* BEGIN PROVIDED DATA *

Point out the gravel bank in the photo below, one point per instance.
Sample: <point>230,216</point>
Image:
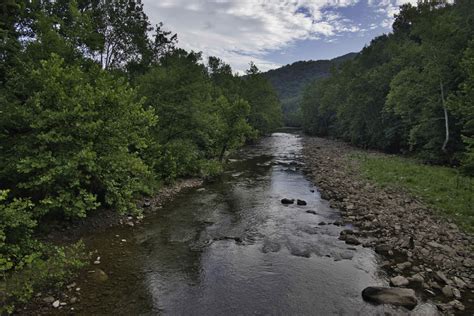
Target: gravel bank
<point>430,252</point>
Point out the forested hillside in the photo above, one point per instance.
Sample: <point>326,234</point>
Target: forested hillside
<point>290,80</point>
<point>95,113</point>
<point>408,91</point>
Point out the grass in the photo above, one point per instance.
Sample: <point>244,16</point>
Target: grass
<point>442,188</point>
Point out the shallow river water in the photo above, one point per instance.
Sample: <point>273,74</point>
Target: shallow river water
<point>232,248</point>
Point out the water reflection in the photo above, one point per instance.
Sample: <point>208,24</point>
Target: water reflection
<point>234,249</point>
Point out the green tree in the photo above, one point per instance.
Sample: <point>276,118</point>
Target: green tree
<point>72,141</point>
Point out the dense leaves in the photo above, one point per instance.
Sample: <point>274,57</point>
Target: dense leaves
<point>98,108</point>
<point>290,80</point>
<point>409,91</point>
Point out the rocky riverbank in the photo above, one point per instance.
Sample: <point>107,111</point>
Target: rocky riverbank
<point>64,300</point>
<point>420,249</point>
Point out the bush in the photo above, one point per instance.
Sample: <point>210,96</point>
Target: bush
<point>49,267</point>
<point>73,142</point>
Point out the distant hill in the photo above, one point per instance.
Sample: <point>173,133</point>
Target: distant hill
<point>289,81</point>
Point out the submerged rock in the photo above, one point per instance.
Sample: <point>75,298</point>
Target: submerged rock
<point>399,281</point>
<point>287,201</point>
<point>426,309</point>
<point>301,202</point>
<point>351,240</point>
<point>99,275</point>
<point>270,246</point>
<point>48,299</point>
<point>393,296</point>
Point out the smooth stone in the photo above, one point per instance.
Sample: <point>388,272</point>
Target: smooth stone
<point>351,240</point>
<point>99,275</point>
<point>399,281</point>
<point>48,299</point>
<point>301,202</point>
<point>426,309</point>
<point>394,296</point>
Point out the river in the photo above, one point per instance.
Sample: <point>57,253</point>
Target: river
<point>232,248</point>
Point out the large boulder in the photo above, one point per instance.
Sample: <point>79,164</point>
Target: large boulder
<point>390,295</point>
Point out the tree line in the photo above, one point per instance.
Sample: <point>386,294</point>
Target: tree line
<point>98,107</point>
<point>410,91</point>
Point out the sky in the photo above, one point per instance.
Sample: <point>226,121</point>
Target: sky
<point>273,33</point>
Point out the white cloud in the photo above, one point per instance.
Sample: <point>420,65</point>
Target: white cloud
<point>239,31</point>
<point>388,8</point>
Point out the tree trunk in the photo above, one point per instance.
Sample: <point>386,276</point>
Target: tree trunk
<point>443,101</point>
<point>221,156</point>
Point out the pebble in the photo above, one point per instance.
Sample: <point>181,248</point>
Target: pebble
<point>399,281</point>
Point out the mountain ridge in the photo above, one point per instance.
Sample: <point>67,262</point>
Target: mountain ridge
<point>289,81</point>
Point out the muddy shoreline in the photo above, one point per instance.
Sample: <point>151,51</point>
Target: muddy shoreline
<point>428,253</point>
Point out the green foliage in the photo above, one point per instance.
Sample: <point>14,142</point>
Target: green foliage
<point>442,188</point>
<point>289,82</point>
<point>95,113</point>
<point>73,142</point>
<point>265,108</point>
<point>49,267</point>
<point>408,91</point>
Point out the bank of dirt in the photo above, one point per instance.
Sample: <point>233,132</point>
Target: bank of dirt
<point>430,252</point>
<point>64,233</point>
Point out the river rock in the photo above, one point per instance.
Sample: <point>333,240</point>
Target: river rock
<point>99,275</point>
<point>394,296</point>
<point>48,299</point>
<point>383,249</point>
<point>447,291</point>
<point>399,281</point>
<point>301,202</point>
<point>351,240</point>
<point>270,246</point>
<point>426,309</point>
<point>459,283</point>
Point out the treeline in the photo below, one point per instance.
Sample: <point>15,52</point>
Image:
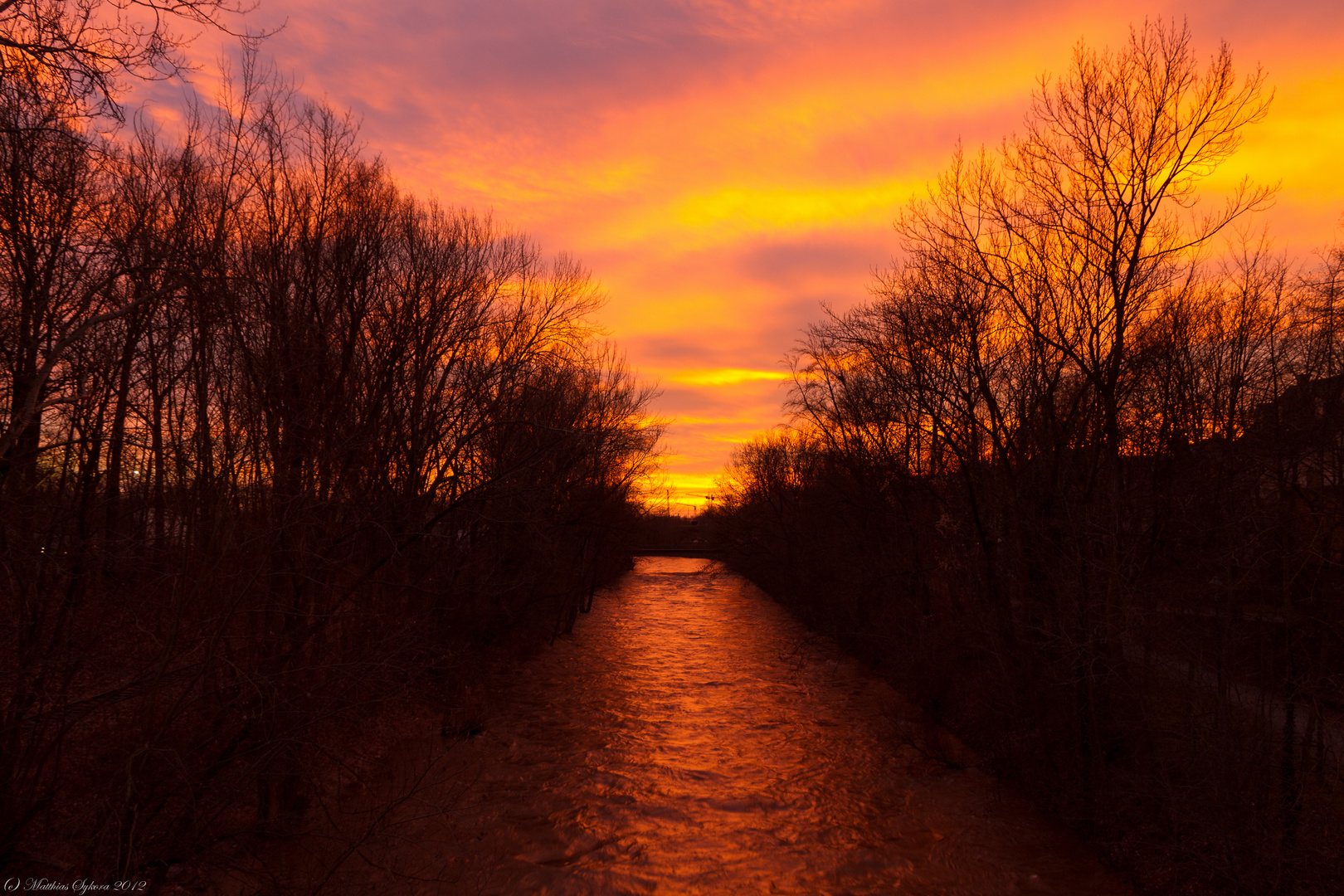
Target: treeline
<point>1075,479</point>
<point>280,442</point>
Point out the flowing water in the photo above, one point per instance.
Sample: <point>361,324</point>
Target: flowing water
<point>691,738</point>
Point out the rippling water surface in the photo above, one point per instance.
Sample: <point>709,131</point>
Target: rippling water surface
<point>693,739</point>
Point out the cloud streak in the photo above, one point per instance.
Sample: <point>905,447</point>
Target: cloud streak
<point>728,165</point>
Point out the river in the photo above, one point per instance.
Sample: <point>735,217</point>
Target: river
<point>691,738</point>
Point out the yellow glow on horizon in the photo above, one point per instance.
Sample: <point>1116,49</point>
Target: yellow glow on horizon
<point>728,188</point>
<point>726,377</point>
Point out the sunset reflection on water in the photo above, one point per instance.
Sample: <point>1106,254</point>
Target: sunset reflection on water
<point>691,738</point>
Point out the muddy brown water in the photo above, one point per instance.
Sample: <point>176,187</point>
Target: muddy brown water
<point>691,738</point>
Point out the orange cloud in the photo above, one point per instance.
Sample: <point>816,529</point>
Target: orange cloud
<point>728,167</point>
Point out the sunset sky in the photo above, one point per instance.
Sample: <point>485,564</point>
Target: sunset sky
<point>724,167</point>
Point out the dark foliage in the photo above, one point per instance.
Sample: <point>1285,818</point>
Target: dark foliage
<point>1079,488</point>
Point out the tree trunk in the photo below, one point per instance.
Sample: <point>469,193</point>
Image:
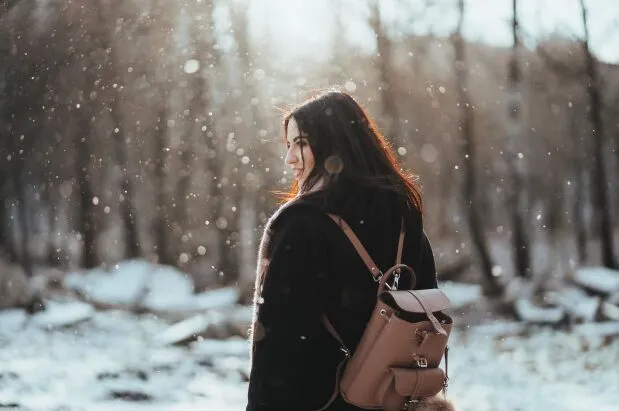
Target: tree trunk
<point>383,47</point>
<point>161,225</point>
<point>131,236</point>
<point>600,185</point>
<point>469,156</point>
<point>84,183</point>
<point>22,217</point>
<point>516,203</point>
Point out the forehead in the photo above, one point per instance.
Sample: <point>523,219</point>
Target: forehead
<point>293,129</point>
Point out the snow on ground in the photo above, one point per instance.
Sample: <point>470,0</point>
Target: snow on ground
<point>72,357</point>
<point>112,361</point>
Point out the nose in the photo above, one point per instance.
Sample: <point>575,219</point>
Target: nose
<point>291,158</point>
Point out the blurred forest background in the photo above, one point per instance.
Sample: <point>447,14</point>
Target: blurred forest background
<point>152,129</point>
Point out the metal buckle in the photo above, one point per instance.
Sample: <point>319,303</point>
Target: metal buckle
<point>379,277</point>
<point>420,361</point>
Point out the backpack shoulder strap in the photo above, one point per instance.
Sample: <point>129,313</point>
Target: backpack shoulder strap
<point>358,246</point>
<point>370,264</point>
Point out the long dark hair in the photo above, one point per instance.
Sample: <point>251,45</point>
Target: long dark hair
<point>348,148</point>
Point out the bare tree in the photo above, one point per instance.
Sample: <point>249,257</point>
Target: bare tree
<point>384,50</point>
<point>465,125</point>
<point>516,203</point>
<point>600,185</point>
<point>162,222</point>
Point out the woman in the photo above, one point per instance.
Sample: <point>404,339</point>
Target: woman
<point>307,266</point>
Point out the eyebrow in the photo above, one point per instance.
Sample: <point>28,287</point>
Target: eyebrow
<point>300,137</point>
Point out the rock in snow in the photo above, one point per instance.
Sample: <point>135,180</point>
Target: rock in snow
<point>599,280</point>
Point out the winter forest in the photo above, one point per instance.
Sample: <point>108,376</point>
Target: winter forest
<point>141,145</point>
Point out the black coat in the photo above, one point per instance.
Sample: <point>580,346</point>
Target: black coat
<point>314,269</point>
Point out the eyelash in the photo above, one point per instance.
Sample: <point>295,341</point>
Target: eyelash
<point>300,143</point>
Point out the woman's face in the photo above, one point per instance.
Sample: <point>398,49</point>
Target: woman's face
<point>299,155</point>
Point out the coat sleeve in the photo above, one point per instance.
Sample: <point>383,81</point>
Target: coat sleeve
<point>289,314</point>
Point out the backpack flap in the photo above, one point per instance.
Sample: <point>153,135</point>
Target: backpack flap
<point>417,305</point>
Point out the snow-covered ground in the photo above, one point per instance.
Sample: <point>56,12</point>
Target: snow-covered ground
<point>74,357</point>
<point>112,361</point>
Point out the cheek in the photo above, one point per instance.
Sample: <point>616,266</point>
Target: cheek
<point>309,158</point>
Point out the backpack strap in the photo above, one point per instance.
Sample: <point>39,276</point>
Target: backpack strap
<point>370,264</point>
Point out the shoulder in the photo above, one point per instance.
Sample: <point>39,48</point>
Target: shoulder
<point>299,216</point>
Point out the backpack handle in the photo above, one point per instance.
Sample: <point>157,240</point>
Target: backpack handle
<point>382,283</point>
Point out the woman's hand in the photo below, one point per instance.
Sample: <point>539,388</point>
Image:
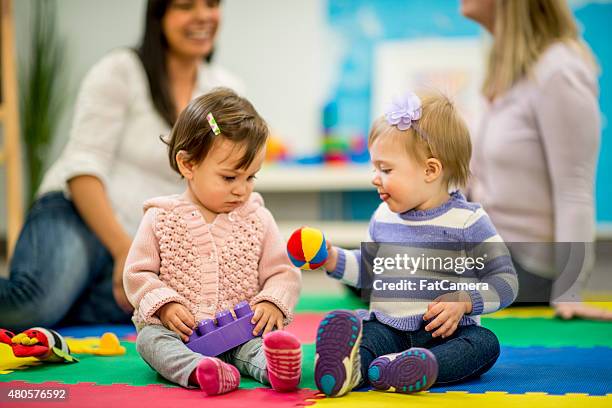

* END PROVIDED DATA *

◆ **THE EXERCISE**
Reproduce only the entries starting at the line containing "Point out the shallow" and ending at the line containing "<point>72,141</point>", switching "green tree" to "leafy tree" and leaving everything else unchanged.

◆ **OUTPUT OF THE EXERCISE**
Point out the shallow river water in the photo above, one point per instance.
Sample: <point>273,74</point>
Target: shallow river water
<point>232,248</point>
Point out the water reflection in the photo above, one point per instance.
Sample: <point>208,24</point>
Target: water reflection
<point>234,249</point>
Point out the leafy tree in the photo above, one point per instance.
Sample: <point>276,118</point>
Target: leafy tree
<point>72,141</point>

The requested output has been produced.